→ **EXCERPTED PASSAGE**
·····
By Michel Pimbert
Throughout the world, agricultural research has largely been thought of as the domain of scientific experts, with farmers at the receiving end of the research outputs. If a crop variety or policy fails, farmers are often blamed for their “ignorance and inability” to farm correctly.
The question is rarely asked: Is there something wrong with the research itself? For these reasons, there is an increasing need to explore ways of democratising the governance of science and technology, ensuring that the voices of small scale producers are heard, - and count -, in the process of agricultural research.
Conversations with farmers, pastoralists, indigenous peoples, policy-makers and representatives of social movements between 2005-2007 have led to a major initiative, in which citizens can exercise their right to decide on the kind of food and agricultural research they want. The aim is to facilitate the participatory design of alternative, farmer and citizen-led agricultural research – one which is democratic and accountable to wider society. This initiative, which started in 2007, is now unfolding in four regions, with one country acting as host for each region: West Africa (Mali), South Asia (India), West Asia (Iran) and the Andean region in Latin America (Bolivia). It is coordinated by the International Institute for Environment and Development (IIED) and its regional partners.
In each setting, this action research explicitly aims to strengthen the voices of small-scale producers and other citizens in setting agendas for scientific and technological research as well as in framing policies for food and agricultural research. Each site-specific research process adapts and combines the following key elements to ensure a competent, fair and trustworthy deliberative process:
- The formation of safe spaces for small farmers and the use of participatory methods for deliberation and gender inclusion (citizens' juries, consensus conferences, Participatory Video, visioning exercises and other culturally appropriate methods).
- A set of carefully-designed safeguards to ensure the quality and validity of the knowledge and actions generated. Safeguards are combined in mutually reinforcing ways to ensure that deliberative processes are broadly credible, trustworthy, fair and not captured by any interest group or perspective.
- A mechanism for linking formal decision-making bodies and processes with citizen spaces in which expert knowledge is put under public scrutiny, by engaging relevant social actors and coalitions of interest.
Work with local partners in different regions has resulted in strong bottom up processes of farmer/citizen deliberations on the governance and directions of food and agricultural research. For example:
i) in South Asia , - and India in particular -, the Alliance for the Democratization of Agricultural Research in South Asia (ADARSA) has facilitated farmer-scientist dialogues, studies of public and private sector partnerships in agricultural research, and a major citizens' jury involving the voiceless in Indian society (see www.raitateerpu.com ).
·····
→ **PROBLEM A**
Which lines in the entries below contain the word "wing"? Report each of those lines in full.

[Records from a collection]
·····
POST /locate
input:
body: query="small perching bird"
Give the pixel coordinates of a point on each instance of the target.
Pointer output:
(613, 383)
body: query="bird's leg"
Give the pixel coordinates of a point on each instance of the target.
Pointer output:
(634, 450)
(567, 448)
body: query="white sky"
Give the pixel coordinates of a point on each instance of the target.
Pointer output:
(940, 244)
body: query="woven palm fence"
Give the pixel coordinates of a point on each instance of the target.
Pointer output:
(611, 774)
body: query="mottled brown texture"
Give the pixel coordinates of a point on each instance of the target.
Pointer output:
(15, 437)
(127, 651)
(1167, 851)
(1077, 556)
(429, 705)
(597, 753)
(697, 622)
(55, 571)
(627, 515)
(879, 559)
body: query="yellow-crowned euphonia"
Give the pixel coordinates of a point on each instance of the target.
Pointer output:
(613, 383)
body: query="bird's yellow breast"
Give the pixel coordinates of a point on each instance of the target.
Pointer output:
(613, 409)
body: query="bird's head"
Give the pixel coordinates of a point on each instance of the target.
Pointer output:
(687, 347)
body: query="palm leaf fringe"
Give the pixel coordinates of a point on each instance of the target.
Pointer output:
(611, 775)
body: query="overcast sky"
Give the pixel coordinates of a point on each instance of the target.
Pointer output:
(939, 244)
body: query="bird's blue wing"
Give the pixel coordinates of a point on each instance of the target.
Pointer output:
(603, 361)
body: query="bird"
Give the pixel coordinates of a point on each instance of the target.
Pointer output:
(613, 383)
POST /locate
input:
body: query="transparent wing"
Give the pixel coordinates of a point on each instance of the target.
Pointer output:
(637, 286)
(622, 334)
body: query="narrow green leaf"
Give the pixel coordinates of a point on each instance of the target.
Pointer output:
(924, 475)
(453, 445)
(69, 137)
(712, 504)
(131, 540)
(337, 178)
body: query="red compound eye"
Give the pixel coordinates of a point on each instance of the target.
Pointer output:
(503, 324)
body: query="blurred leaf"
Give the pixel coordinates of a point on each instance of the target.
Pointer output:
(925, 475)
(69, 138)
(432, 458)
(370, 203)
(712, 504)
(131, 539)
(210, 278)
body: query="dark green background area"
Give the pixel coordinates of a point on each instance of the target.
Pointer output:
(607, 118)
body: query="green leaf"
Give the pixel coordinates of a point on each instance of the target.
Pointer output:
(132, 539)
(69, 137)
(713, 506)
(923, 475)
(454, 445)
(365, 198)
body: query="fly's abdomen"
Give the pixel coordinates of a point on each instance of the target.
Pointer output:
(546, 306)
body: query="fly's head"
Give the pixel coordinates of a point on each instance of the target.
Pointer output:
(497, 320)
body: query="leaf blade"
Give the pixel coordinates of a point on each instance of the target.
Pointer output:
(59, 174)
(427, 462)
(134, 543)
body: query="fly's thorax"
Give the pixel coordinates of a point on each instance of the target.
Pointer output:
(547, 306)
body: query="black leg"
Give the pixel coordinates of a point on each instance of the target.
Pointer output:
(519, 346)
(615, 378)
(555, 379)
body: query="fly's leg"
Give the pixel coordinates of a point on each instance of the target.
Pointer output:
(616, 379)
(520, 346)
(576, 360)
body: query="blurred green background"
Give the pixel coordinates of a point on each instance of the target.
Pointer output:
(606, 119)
·····
→ **PROBLEM B**
Print the passage of the article on agricultural research above, starting at "The question is" and ending at "of agricultural research.".

→ **CORRECT RESPONSE A**
body: query="bird's blue wing"
body: query="transparent wing"

→ **CORRECT RESPONSE B**
The question is rarely asked: Is there something wrong with the research itself? For these reasons, there is an increasing need to explore ways of democratising the governance of science and technology, ensuring that the voices of small scale producers are heard, - and count -, in the process of agricultural research.